> _EXERCISES_:
- A) Summarize the passage on the Music Modernization Act in two sentences.
- B) Pick up the passage on the Music Modernization Act after its final sentence and extend it.
----- SELECTION -----
The Music Modernization Act would also repeal Section 114(i) of the Copyright Act, which currently prohibits rate courts from considering sound recording performance royalties when determining musical work performance royalties in regards to digital services.
Moreover, the legislation would introduce a new approach to mechanical royalty rates. Mechanicals would be based on what a willing buyer and a willing seller would negotiate in a free market.
NSAI’s President Steve Bogard says, “Songwriters will finally get a market-based mechanical rate standard, which should result in more equitable royalties from interactive streaming companies. Until now, we have been tied to outdated rate standards Congress first adopted for player piano rolls back in 1909. In addition, American songwriters will, for the first time, by law, receive at least half of all unclaimed digital mechanical royalties. I want to extend my deepest thanks to all of our introducing Senate sponsors. The Music Modernization Act represents the most significant copyright reform in a generation.”
----- PROVIDED MATERIAL -----
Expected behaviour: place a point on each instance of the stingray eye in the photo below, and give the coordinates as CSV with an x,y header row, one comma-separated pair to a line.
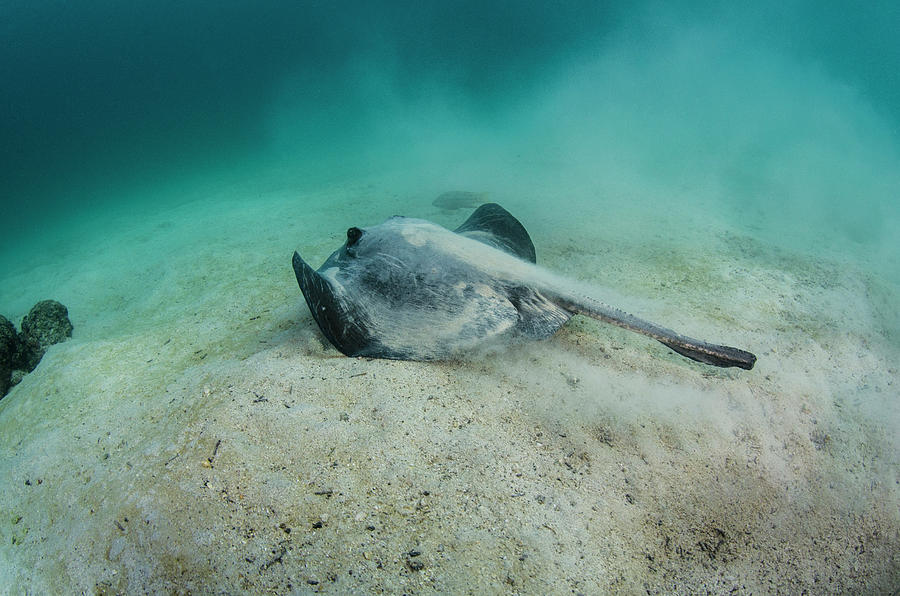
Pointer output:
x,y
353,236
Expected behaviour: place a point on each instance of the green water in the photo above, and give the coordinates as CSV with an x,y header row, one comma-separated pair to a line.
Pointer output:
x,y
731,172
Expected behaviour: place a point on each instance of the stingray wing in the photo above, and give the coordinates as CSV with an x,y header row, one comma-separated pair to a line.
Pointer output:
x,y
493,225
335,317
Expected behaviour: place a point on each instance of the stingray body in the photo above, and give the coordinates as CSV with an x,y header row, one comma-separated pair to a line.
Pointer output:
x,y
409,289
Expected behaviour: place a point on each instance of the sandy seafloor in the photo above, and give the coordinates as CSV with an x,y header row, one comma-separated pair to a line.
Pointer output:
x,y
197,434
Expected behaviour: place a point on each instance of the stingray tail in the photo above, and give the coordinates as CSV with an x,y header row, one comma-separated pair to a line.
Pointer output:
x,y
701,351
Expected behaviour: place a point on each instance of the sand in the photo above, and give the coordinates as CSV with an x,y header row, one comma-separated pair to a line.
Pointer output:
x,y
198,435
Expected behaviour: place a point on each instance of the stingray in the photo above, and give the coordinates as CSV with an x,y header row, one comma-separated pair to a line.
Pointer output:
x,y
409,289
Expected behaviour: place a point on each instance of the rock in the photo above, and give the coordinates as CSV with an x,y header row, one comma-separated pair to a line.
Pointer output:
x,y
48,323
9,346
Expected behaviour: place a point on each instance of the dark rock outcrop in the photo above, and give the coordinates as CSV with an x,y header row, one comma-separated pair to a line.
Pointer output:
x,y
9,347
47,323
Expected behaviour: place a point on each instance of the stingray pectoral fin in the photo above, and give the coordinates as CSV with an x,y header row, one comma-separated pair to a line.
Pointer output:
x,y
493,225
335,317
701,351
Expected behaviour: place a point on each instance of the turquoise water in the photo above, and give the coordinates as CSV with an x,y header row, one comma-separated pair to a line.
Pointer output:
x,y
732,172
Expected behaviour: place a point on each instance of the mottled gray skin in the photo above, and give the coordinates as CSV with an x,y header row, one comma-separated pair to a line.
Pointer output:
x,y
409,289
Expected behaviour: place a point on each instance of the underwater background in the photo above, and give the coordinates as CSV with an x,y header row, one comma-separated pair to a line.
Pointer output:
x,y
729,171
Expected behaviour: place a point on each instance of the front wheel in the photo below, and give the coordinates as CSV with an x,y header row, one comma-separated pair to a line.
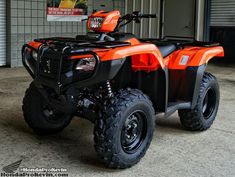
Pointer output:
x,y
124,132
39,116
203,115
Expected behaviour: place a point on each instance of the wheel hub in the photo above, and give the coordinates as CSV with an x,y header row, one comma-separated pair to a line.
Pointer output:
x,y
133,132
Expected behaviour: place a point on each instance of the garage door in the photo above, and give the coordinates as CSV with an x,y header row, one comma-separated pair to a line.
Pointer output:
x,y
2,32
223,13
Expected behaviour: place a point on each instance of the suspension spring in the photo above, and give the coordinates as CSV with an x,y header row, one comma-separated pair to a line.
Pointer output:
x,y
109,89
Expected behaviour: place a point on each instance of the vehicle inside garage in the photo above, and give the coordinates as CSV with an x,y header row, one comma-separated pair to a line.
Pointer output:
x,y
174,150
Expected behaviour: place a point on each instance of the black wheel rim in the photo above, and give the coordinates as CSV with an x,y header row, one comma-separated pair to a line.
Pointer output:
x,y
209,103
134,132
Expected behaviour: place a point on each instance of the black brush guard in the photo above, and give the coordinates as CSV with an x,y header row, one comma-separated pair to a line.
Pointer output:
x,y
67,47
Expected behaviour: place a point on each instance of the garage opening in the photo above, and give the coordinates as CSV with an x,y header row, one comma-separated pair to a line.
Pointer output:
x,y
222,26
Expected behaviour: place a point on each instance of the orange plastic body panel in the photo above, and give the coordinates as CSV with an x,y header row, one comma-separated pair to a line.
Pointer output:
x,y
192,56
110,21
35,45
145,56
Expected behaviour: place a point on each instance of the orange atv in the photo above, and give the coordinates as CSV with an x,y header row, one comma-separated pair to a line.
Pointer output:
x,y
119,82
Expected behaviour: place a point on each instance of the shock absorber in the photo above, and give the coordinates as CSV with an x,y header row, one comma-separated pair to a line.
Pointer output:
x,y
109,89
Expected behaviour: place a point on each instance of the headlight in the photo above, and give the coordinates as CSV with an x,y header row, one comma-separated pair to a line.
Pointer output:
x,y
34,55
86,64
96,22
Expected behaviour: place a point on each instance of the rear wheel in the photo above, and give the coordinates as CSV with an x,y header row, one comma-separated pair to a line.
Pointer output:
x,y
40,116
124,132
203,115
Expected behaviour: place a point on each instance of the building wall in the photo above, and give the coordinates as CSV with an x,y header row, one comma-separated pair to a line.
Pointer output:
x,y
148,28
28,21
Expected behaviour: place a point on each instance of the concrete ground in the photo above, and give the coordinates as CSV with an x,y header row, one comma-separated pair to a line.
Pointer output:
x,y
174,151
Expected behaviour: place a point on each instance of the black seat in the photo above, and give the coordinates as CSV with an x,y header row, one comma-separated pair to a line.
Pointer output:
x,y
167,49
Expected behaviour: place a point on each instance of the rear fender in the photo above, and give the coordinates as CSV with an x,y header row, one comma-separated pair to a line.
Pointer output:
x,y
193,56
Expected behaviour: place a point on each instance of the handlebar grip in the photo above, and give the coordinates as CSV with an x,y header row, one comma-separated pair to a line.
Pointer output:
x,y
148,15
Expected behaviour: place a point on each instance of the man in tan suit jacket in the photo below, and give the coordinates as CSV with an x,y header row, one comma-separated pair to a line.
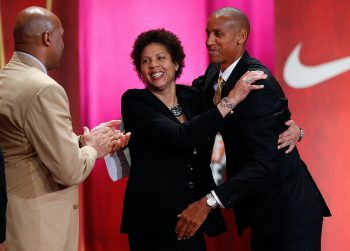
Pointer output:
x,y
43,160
-----
> _FINAL RESULTS_:
- A) The Music Modernization Act would repeal Section 114(i) of the Copyright Act and base mechanical royalty rates on what a willing buyer and a willing seller would negotiate in a free market. NSAI President Steve Bogard says the act replaces rate standards first adopted for player piano rolls in 1909, gives songwriters by law at least half of all unclaimed digital mechanical royalties, and is the most significant copyright reform in a generation.

- B)
The act doesn’t solve every problem facing songwriters in the digital age, but it’s a start. BMI President Mike O’Neill says, “While we believe there is still more to do to protect the value of the performance right, we are encouraged… it represents an unprecedented cross-industry effort to introduce comprehensive music reform.”
Despite the cross-industry support and efforts, some trade organizations have spoken out against the Music Modernization Act, including Songwriter’s Guild of America (SGA) and the National Association of Broadcasters (NAB). In a letter, SGA President Rick Carnes cites “a number of serious problems” as reason for his organization’s opposition.
The bill has been in the works for over four years and was drafted after consultation with various industry organizations.